=== EXERCISE GOAL ===
Top to bottom, output the entries that follow exactly.

=== SUPPLIED ENTRIES ===
>>>>

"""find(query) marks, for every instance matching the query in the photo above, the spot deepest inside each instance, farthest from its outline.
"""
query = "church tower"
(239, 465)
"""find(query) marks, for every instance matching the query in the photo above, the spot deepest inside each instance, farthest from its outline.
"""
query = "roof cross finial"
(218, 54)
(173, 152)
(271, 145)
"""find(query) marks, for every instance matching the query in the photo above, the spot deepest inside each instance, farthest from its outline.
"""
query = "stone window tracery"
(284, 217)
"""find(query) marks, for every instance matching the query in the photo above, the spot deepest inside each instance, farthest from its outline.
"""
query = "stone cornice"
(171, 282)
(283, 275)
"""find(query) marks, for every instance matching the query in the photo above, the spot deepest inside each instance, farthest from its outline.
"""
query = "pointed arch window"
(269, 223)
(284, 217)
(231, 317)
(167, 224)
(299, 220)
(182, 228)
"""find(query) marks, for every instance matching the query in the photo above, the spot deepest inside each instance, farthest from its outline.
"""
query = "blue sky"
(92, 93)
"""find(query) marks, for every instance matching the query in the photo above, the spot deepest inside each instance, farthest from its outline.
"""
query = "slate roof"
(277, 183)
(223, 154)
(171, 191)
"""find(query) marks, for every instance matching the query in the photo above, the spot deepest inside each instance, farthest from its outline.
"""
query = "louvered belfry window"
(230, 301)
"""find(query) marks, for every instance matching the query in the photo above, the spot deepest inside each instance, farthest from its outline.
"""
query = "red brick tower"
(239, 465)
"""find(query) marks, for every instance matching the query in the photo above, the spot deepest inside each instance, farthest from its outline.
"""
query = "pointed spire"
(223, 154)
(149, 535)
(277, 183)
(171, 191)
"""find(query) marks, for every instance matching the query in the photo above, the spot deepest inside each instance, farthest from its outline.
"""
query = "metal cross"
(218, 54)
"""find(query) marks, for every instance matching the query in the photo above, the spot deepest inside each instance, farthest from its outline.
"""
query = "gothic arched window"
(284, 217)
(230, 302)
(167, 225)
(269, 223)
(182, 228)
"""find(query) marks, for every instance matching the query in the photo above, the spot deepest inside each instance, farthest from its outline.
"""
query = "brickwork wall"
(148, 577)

<<<<

=== SOLVED EXERCISE ===
"""find(query) marks, for every instance matching the query in the photo above, the spot deepest inside each instance, farthest from its outline.
"""
query = "church tower"
(239, 465)
"""find(query) marks, for every instance matching the query in the photo above, the spot deepest inside each instance, farthest from its outline.
"""
query = "roof cross finial"
(218, 54)
(173, 152)
(271, 145)
"""find(query) marks, for every instance matching the query in the photo above, the spot deepest inside each instance, farthest from its outline.
"""
query = "stone window tracery"
(284, 217)
"""find(query) marks, for every instance matching the query in the photo above, the spot deepest inside each instance, farthest from its outline.
"""
query = "stone cornice"
(171, 282)
(283, 275)
"""find(query) marks, for every instance matching the query in the photo above, the spot deepest inside each instance, farthest from its outline.
"""
query = "pointed arch window"
(269, 223)
(284, 217)
(231, 317)
(167, 224)
(299, 220)
(182, 228)
"""find(query) marks, for every instance matching the query in the photo above, the spot deepest inside each instance, farthest from its outline.
"""
query = "blue sky"
(92, 93)
"""find(query) marks, for every instance matching the query in the photo above, the spot deepest inside each instance, farthest from its outline.
"""
query = "slate roof"
(277, 183)
(223, 154)
(171, 191)
"""find(query) marks, for every instance matching the query in the photo above, the spot deepest inside each instance, farthest from its outline.
"""
query = "louvered belfry window"
(230, 301)
"""find(query) marks, for every instance matching the query in the photo above, the spot deepest inside each instance, farthest from its outline.
"""
query = "red brick tower"
(239, 465)
"""find(query) marks, for every instance matching the query in the photo above, the spot deepest inside each instance, farthest from its outline.
"""
query = "pointed spire"
(223, 154)
(149, 535)
(277, 183)
(171, 191)
"""find(query) marks, for every instance matching the query in the photo above, the spot deepest inside each instance, farthest from its outline.
"""
query = "metal cross"
(218, 54)
"""find(query) marks, for every instance matching the query in the photo above, the spot deepest inside each instance, farthest from its outline.
"""
query = "gothic arched window"
(284, 217)
(230, 302)
(167, 225)
(269, 223)
(182, 228)
"""find(query) marks, for every instance matching the query in the photo above, the spot deepest inside each instance, farthest from its outline.
"""
query = "brickwork wall"
(148, 577)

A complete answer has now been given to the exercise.